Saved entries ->
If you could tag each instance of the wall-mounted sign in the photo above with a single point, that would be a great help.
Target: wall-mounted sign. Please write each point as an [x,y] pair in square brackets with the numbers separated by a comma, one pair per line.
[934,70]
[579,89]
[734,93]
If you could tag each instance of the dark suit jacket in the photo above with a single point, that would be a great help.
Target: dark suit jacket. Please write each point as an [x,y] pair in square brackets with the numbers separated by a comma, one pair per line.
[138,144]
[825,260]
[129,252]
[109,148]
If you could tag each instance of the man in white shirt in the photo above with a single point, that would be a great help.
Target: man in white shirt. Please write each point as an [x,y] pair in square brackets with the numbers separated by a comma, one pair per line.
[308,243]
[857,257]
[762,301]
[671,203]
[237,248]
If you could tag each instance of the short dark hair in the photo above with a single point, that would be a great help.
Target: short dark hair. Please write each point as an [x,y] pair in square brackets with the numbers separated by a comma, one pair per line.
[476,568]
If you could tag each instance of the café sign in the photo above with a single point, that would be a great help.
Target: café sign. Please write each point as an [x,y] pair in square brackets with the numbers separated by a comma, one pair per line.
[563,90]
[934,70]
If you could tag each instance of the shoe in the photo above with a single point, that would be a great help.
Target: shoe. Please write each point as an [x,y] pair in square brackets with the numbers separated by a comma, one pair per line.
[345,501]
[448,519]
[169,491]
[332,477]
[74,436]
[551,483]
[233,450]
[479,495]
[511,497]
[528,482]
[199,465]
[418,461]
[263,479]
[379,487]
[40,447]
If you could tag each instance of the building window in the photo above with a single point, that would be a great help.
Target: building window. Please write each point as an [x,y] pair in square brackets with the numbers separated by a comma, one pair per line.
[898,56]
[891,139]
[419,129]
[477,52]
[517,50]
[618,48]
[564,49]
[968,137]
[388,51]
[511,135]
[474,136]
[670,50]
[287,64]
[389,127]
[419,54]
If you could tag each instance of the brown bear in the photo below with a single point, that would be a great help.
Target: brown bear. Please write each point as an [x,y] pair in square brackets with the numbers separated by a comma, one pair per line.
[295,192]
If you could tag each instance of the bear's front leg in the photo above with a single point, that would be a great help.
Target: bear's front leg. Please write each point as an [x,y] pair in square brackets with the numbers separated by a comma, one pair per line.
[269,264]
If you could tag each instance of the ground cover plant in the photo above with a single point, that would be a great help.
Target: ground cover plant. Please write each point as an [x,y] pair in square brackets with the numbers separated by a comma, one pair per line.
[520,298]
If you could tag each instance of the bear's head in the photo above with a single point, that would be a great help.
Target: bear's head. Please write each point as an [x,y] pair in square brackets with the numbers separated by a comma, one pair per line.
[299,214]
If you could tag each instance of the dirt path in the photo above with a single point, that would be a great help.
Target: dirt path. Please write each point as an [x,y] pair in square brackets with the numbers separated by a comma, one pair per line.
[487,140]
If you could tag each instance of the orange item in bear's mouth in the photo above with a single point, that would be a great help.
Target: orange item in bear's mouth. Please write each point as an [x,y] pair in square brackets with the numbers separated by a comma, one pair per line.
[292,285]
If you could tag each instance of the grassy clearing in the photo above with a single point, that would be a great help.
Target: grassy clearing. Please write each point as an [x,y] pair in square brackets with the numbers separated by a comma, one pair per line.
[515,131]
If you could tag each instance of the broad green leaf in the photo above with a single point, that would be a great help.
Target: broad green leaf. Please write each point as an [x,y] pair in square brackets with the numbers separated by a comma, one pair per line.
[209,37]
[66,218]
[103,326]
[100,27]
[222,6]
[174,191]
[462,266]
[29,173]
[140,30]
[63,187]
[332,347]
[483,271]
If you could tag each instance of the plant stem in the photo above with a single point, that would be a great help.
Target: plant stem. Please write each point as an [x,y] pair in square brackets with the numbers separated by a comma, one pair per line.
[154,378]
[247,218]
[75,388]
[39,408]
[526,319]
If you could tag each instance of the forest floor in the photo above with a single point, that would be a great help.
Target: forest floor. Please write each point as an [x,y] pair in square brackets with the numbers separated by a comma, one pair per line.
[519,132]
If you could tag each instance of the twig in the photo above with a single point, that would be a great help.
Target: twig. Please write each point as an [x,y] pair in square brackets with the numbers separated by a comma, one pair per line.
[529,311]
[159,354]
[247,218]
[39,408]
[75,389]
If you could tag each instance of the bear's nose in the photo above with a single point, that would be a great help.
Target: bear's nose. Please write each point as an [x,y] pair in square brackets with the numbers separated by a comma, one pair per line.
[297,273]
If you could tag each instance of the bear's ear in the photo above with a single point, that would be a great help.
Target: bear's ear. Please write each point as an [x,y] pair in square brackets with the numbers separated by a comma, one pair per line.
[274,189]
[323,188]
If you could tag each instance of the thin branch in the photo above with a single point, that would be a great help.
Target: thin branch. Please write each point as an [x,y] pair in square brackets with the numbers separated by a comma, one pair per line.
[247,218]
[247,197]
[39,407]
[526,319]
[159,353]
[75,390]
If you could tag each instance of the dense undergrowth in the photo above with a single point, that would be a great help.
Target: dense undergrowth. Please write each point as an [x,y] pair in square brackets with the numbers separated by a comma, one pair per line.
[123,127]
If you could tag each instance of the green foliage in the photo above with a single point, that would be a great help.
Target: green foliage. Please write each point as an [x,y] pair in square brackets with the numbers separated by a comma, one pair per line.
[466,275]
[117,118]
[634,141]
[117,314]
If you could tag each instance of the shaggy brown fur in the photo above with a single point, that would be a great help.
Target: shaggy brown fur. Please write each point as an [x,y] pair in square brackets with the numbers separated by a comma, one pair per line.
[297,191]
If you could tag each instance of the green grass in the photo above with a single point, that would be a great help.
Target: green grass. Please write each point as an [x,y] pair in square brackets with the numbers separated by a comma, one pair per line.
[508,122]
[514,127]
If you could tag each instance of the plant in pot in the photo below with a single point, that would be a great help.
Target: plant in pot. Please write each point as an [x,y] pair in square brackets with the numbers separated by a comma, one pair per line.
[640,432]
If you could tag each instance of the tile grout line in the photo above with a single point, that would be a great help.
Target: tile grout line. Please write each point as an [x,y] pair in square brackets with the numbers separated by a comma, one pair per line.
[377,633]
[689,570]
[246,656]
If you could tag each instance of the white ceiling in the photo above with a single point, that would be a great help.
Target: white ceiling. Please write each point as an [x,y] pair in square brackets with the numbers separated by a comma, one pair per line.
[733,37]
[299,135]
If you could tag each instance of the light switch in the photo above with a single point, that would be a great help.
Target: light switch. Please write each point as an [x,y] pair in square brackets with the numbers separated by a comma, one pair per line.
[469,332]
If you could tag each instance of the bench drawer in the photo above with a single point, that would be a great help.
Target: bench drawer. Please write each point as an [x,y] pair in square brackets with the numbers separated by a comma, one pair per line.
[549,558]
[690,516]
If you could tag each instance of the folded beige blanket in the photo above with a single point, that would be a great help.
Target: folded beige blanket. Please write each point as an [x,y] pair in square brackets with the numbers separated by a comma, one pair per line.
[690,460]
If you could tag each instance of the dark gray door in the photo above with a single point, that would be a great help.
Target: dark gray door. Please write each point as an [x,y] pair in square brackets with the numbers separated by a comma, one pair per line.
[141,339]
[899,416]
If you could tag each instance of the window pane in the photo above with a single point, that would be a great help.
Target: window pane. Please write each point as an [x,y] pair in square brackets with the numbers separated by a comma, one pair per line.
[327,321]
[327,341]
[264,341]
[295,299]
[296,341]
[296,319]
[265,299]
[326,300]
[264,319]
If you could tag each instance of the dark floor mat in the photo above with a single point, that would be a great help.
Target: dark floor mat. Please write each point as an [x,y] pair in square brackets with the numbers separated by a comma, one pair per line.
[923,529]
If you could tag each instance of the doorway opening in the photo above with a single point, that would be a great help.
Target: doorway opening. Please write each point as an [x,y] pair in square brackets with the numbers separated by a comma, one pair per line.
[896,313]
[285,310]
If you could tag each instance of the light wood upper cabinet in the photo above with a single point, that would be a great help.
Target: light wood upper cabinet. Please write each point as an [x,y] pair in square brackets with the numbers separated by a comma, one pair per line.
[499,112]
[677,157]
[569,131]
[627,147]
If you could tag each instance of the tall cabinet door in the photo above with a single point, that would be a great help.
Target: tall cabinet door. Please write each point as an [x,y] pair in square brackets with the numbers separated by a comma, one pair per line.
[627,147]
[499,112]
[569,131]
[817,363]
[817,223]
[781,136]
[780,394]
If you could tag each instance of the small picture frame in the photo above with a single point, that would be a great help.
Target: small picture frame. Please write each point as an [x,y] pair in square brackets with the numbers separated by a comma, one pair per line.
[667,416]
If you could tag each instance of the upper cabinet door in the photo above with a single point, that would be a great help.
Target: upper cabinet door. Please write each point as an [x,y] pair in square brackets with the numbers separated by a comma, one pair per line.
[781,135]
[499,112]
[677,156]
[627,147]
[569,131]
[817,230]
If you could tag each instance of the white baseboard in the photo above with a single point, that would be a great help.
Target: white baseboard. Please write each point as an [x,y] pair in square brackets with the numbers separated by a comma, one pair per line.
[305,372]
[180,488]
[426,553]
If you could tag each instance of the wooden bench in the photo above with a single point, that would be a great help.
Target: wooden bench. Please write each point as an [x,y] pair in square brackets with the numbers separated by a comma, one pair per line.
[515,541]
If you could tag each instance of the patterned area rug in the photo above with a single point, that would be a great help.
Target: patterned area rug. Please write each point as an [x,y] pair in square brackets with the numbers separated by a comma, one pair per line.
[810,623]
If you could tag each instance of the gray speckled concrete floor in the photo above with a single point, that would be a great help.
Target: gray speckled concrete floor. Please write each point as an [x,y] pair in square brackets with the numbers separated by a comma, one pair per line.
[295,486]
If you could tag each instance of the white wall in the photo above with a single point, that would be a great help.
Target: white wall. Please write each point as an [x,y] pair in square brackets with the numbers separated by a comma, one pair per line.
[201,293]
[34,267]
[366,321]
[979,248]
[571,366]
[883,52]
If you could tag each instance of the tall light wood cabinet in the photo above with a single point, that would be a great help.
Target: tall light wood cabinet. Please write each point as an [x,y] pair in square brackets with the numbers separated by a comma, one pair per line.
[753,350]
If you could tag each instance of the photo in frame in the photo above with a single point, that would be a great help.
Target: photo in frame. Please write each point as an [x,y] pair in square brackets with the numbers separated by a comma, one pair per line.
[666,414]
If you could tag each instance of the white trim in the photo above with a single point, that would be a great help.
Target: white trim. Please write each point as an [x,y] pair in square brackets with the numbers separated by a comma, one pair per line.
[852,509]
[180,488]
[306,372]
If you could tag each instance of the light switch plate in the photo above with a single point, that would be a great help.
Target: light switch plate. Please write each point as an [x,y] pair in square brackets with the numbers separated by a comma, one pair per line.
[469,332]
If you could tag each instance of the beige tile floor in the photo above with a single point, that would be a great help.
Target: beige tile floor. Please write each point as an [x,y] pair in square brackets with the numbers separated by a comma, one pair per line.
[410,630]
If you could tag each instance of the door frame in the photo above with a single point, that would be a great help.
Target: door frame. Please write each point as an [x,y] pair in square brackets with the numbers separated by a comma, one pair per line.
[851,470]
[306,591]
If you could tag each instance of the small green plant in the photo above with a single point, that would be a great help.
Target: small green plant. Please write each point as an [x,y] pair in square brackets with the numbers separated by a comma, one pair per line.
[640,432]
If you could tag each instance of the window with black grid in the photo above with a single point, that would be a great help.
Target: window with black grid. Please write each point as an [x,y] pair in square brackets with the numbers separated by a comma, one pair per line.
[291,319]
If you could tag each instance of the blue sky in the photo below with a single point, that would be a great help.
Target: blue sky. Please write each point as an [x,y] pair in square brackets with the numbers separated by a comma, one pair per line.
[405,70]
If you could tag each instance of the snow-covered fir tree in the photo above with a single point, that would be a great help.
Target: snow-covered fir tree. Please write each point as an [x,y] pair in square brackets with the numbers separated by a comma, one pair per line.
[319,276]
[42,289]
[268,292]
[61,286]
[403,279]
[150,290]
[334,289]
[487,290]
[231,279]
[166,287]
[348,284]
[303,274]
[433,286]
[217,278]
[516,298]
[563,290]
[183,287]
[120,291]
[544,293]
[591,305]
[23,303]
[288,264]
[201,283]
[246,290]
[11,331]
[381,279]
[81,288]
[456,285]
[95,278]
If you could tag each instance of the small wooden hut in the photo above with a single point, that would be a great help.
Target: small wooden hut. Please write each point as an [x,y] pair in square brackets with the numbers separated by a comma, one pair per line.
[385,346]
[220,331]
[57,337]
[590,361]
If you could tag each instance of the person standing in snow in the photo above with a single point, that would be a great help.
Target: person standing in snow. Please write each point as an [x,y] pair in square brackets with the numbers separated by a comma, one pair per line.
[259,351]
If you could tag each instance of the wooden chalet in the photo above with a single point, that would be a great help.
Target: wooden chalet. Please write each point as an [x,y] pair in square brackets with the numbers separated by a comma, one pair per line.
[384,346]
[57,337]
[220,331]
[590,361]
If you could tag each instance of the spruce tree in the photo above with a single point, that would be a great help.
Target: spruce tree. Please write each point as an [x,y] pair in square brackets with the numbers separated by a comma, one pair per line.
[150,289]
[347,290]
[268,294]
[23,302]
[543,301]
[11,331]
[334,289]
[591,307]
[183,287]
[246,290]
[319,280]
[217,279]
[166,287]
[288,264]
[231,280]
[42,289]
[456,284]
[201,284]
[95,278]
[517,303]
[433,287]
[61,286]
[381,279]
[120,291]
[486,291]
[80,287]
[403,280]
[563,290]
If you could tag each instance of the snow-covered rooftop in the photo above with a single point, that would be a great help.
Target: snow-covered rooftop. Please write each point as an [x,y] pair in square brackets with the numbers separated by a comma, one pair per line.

What you will do -> Print the line containing "If you could tag each instance of the snow-covered rooftop", then every line after it through the last line of the records, each exactly as written; nothing else belongs in the answer.

Exercise result ->
If you could tag each instance of the snow-covered rooftop in the photo above with a single point, that would be a great help.
Target: snow-covered rooftop. Please write each point as an [x,y] pair in square brackets with the numbers separated by a comma, one pair per line.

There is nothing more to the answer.